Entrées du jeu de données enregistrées
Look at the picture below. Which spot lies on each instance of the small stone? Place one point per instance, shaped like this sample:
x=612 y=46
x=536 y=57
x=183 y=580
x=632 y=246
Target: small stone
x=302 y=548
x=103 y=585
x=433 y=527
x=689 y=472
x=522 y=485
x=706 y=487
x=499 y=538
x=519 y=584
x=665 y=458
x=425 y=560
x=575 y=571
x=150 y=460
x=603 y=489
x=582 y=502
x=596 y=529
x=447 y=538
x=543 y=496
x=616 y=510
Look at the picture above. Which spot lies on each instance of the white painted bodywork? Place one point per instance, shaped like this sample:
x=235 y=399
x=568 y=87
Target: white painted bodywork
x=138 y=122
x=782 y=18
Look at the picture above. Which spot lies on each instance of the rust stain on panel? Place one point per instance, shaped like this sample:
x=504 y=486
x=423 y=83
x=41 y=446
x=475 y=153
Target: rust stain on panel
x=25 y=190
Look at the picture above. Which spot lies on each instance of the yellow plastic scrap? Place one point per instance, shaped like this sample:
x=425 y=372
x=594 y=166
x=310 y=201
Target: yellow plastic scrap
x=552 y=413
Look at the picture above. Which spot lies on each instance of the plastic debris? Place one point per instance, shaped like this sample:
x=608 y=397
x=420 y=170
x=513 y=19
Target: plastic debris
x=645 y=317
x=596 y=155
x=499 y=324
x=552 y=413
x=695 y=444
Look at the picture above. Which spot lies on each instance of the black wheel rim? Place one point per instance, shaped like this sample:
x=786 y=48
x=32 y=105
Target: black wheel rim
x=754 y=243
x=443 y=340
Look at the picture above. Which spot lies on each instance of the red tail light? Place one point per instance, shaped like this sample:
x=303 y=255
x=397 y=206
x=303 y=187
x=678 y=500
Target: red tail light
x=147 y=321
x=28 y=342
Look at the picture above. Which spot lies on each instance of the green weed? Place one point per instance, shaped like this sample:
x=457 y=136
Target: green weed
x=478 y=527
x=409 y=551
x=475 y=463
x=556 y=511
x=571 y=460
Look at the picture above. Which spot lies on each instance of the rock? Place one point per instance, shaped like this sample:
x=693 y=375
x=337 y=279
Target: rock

**CONSIGNES**. Reproduisez mot pour mot l'ensemble des entrées ci-dessus.

**RÉSULTAT OBTENU**.
Look at the picture below. Which spot lies on each instance of the small stone? Place one point per instance, shaped like this sample:
x=612 y=46
x=536 y=57
x=183 y=580
x=632 y=246
Target: small stone
x=302 y=548
x=103 y=585
x=433 y=527
x=689 y=472
x=522 y=485
x=706 y=487
x=499 y=538
x=519 y=584
x=665 y=458
x=425 y=560
x=575 y=571
x=150 y=460
x=603 y=489
x=582 y=502
x=596 y=529
x=447 y=538
x=543 y=496
x=616 y=510
Look at the picture above. Which spot lies on each instance of the white painted bodywork? Place one point per instance, shaped like this sample:
x=235 y=399
x=568 y=87
Target: white painted bodywork
x=138 y=122
x=782 y=18
Look at the picture above. Which spot lies on each instance of the rust stain on panel? Place one point per instance, shaped like this sample:
x=504 y=486
x=423 y=83
x=41 y=446
x=475 y=153
Target: rust stain on panel
x=25 y=190
Look at the picture above. Which spot lies on each instance of the yellow plastic scrap? Place one point per instance, shaped like this sample:
x=425 y=372
x=594 y=166
x=310 y=201
Target: yellow plastic scrap
x=552 y=413
Look at the picture above. Which spot lies on each instance of the plastic debris? Place one point per instance, shaped like this sample:
x=608 y=397
x=420 y=170
x=513 y=19
Target: plastic debris
x=645 y=317
x=596 y=155
x=499 y=324
x=552 y=413
x=695 y=444
Look at the picture above. Which spot lies on each instance of the black wheel rim? Place one point per instance, shaped like this sample:
x=786 y=48
x=32 y=105
Target: black wheel rim
x=754 y=243
x=443 y=340
Look at the picture above. Which spot lies on each instance of the red tail light? Place one point per instance, shaped like this sample:
x=303 y=255
x=397 y=206
x=303 y=187
x=678 y=500
Target: red tail light
x=147 y=321
x=28 y=342
Look at the picture above. Which spot lies on each instance of the green weed? Place one point per instance, shaped like this sample:
x=457 y=136
Target: green weed
x=478 y=527
x=409 y=551
x=475 y=463
x=556 y=511
x=571 y=460
Look at the picture above. Which spot lies on each instance of the rock? Place one point per instance, shaped like this sample:
x=693 y=375
x=337 y=279
Target: rock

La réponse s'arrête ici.